### Work instructions
Reproduce the data from its beginning through the line containing "x=928, y=287", inclusive. Shift each answer coordinate up by 99, keep the requests and their sample points unchanged, and leave out the pictures.

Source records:
==========
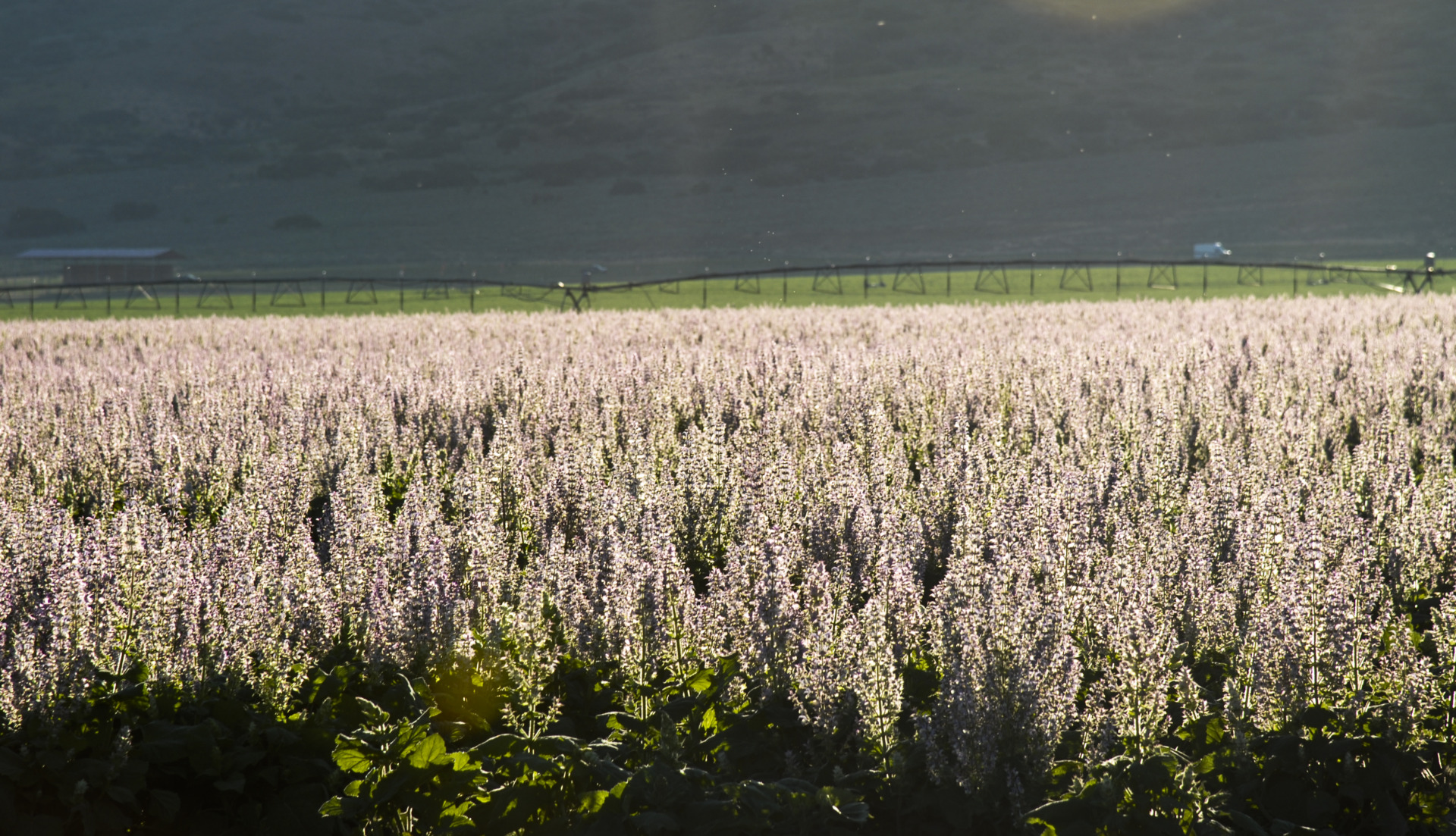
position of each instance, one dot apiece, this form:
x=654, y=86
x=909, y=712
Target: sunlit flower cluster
x=1057, y=512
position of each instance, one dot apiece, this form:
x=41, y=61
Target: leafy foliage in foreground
x=946, y=550
x=701, y=752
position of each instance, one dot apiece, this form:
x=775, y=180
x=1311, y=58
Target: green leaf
x=592, y=801
x=353, y=759
x=427, y=752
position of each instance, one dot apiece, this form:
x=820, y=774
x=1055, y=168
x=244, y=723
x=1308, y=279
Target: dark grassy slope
x=535, y=101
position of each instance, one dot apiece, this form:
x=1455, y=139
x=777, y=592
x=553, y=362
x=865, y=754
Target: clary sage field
x=1088, y=568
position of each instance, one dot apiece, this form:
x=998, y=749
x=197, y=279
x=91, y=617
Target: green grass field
x=928, y=287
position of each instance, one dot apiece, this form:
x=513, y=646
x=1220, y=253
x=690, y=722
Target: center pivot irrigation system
x=915, y=277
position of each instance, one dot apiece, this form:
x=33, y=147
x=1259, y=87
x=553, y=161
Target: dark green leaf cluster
x=1329, y=772
x=702, y=750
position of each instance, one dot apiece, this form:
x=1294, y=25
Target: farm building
x=109, y=265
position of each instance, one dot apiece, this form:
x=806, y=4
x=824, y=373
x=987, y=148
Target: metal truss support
x=580, y=297
x=281, y=290
x=1163, y=277
x=142, y=290
x=992, y=278
x=64, y=292
x=909, y=280
x=1075, y=274
x=210, y=290
x=1419, y=281
x=829, y=281
x=356, y=293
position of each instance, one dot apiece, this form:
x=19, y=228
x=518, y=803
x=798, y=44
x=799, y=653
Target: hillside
x=542, y=99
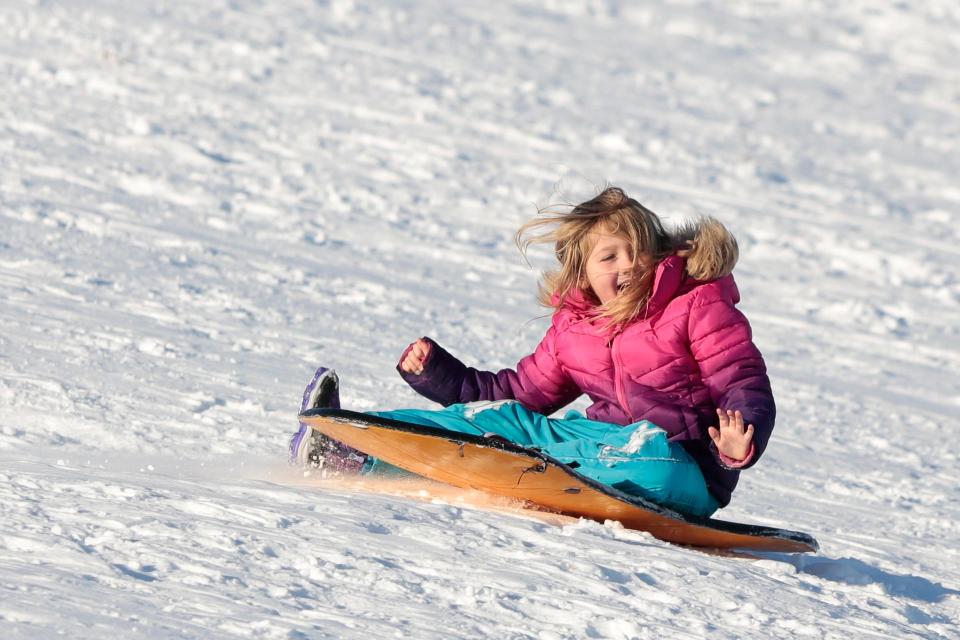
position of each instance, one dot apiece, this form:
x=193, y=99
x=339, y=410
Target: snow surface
x=202, y=200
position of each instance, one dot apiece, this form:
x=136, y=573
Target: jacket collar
x=671, y=280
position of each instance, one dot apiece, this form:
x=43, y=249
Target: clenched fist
x=416, y=355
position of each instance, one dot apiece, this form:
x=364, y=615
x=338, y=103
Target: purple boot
x=309, y=448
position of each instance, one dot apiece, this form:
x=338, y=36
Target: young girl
x=645, y=324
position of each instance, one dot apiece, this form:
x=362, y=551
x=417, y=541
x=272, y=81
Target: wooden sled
x=505, y=469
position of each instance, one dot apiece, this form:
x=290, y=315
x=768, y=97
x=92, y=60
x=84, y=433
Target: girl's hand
x=731, y=438
x=416, y=354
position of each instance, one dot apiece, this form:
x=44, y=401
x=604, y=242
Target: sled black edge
x=361, y=420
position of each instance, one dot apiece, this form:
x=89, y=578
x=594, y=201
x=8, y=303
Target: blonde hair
x=570, y=232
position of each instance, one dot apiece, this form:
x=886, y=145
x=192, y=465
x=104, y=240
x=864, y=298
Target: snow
x=202, y=201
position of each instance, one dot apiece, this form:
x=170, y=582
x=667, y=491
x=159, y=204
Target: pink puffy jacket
x=689, y=354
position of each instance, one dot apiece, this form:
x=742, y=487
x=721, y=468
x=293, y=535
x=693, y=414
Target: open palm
x=732, y=438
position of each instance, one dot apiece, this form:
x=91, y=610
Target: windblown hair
x=570, y=232
x=710, y=250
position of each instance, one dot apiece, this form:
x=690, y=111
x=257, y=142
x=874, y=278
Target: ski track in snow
x=201, y=202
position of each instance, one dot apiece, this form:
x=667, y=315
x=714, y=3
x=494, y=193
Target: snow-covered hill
x=200, y=201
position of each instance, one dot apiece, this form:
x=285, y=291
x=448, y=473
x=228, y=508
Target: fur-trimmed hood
x=710, y=249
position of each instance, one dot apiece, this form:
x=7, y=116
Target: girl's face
x=609, y=268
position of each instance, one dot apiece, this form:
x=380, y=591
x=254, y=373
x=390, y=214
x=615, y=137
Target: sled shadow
x=856, y=572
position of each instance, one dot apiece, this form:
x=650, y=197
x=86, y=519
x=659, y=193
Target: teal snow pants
x=636, y=459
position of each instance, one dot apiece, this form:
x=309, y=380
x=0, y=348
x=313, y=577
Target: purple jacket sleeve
x=539, y=382
x=732, y=368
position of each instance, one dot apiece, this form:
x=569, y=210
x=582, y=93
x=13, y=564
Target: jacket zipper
x=618, y=377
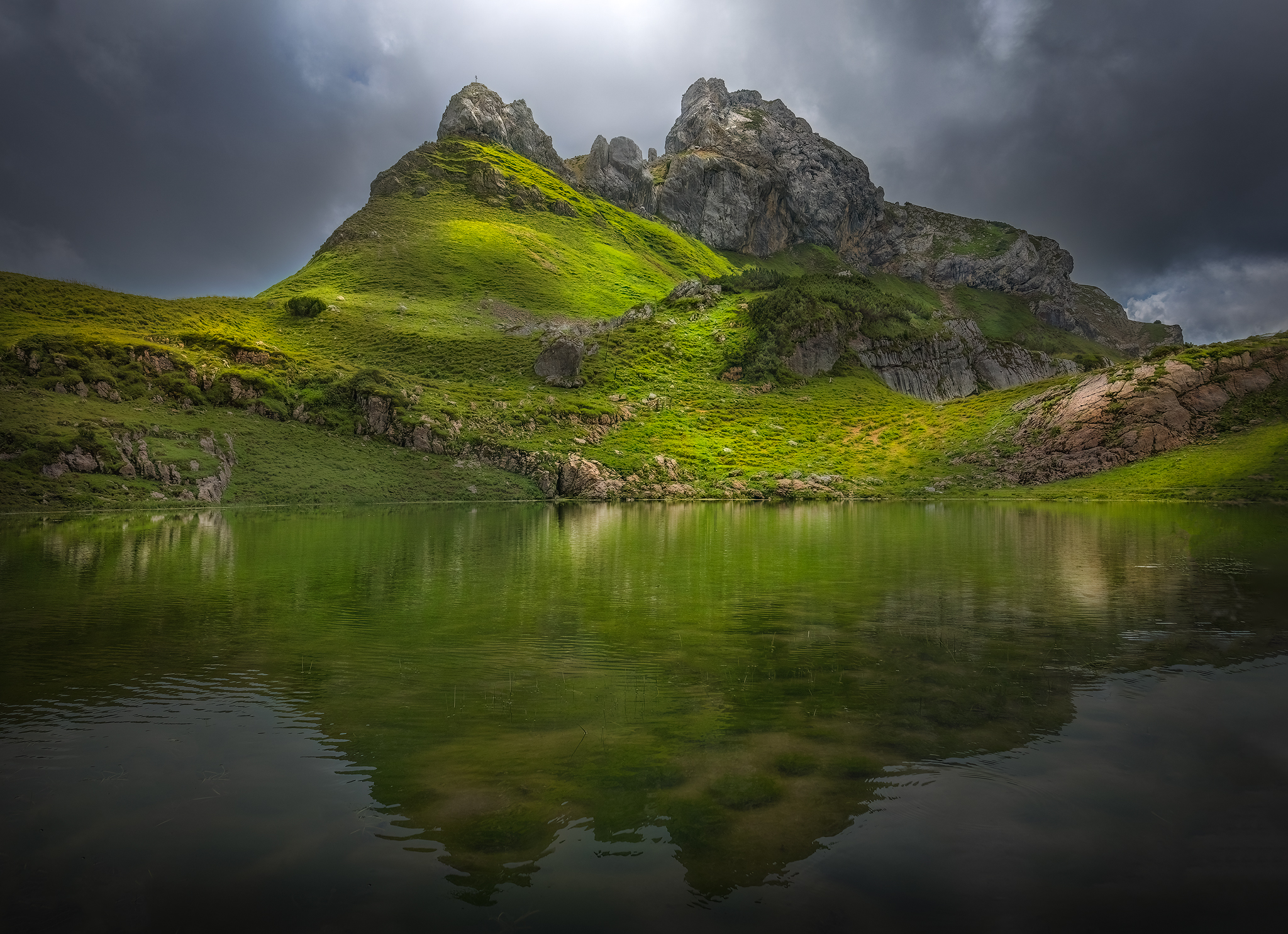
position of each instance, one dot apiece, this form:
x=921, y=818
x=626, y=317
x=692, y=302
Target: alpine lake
x=872, y=716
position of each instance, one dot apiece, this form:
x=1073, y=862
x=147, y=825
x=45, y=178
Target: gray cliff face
x=957, y=362
x=616, y=170
x=746, y=174
x=945, y=250
x=478, y=113
x=1116, y=418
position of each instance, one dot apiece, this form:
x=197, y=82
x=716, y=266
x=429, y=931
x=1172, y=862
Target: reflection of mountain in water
x=738, y=678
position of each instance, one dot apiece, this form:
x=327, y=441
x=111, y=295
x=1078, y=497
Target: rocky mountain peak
x=616, y=170
x=478, y=113
x=711, y=118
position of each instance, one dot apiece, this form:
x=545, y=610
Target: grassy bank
x=438, y=298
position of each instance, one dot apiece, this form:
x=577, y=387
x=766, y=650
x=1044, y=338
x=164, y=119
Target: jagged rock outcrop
x=746, y=174
x=945, y=250
x=1114, y=418
x=1101, y=318
x=131, y=447
x=479, y=114
x=742, y=173
x=616, y=170
x=958, y=361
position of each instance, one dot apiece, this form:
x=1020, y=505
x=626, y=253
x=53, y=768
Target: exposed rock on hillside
x=957, y=364
x=742, y=173
x=618, y=172
x=945, y=250
x=1099, y=317
x=746, y=174
x=1117, y=418
x=479, y=114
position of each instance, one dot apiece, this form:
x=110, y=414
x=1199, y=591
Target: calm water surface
x=881, y=716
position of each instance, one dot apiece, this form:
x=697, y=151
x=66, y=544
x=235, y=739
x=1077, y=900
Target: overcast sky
x=174, y=147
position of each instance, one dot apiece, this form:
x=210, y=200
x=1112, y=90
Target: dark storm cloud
x=182, y=148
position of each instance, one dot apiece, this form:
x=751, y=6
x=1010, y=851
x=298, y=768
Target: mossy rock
x=796, y=764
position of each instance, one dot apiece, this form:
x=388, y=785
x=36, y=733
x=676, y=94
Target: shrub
x=754, y=280
x=304, y=306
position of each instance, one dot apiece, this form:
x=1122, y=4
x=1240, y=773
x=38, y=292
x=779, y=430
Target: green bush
x=306, y=306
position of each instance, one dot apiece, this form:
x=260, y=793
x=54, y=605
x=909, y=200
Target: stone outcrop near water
x=742, y=173
x=1116, y=418
x=960, y=362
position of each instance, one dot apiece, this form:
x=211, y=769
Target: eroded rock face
x=1113, y=419
x=616, y=170
x=957, y=362
x=478, y=113
x=746, y=174
x=945, y=250
x=560, y=362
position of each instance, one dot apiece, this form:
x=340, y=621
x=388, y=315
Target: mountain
x=497, y=323
x=746, y=174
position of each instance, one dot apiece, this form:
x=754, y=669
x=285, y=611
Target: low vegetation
x=437, y=298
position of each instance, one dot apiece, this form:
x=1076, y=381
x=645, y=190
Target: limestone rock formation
x=742, y=173
x=945, y=250
x=1099, y=317
x=479, y=114
x=957, y=362
x=616, y=170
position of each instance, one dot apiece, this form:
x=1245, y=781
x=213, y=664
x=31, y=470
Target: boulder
x=560, y=362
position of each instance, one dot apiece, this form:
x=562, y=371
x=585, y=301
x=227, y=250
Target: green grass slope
x=431, y=294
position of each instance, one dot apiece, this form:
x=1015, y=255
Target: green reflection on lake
x=743, y=675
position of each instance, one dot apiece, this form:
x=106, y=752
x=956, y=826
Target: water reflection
x=727, y=686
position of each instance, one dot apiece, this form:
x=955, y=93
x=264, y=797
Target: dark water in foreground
x=875, y=716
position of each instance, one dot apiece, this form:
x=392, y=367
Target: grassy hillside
x=432, y=294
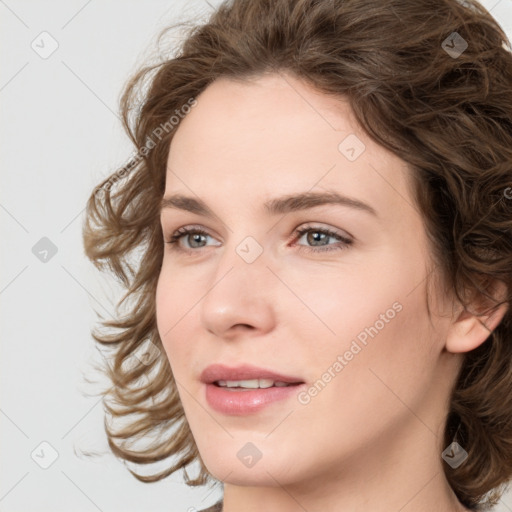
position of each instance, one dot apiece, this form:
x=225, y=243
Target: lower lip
==========
### Completed task
position of each instance, one dot apiece, this form:
x=654, y=86
x=909, y=712
Target: sunlit flower cluster
x=1156, y=611
position of each instance, one dot apiece, this form:
x=41, y=61
Target: leafy foliage in foreground
x=1045, y=649
x=800, y=851
position of each instance, one dot apiece, this form:
x=775, y=180
x=1311, y=58
Target: green leaf
x=691, y=900
x=452, y=858
x=526, y=851
position of each instance, one dot apiece, this form:
x=820, y=774
x=1055, y=168
x=244, y=723
x=1308, y=279
Target: dark grassy slope
x=634, y=200
position of each instance, one dot apiece, this form:
x=1455, y=139
x=777, y=592
x=553, y=362
x=865, y=754
Target: clary sage field
x=1187, y=667
position of each instance, one dot apiece, this form:
x=998, y=749
x=197, y=279
x=91, y=617
Target: green grass field
x=1027, y=386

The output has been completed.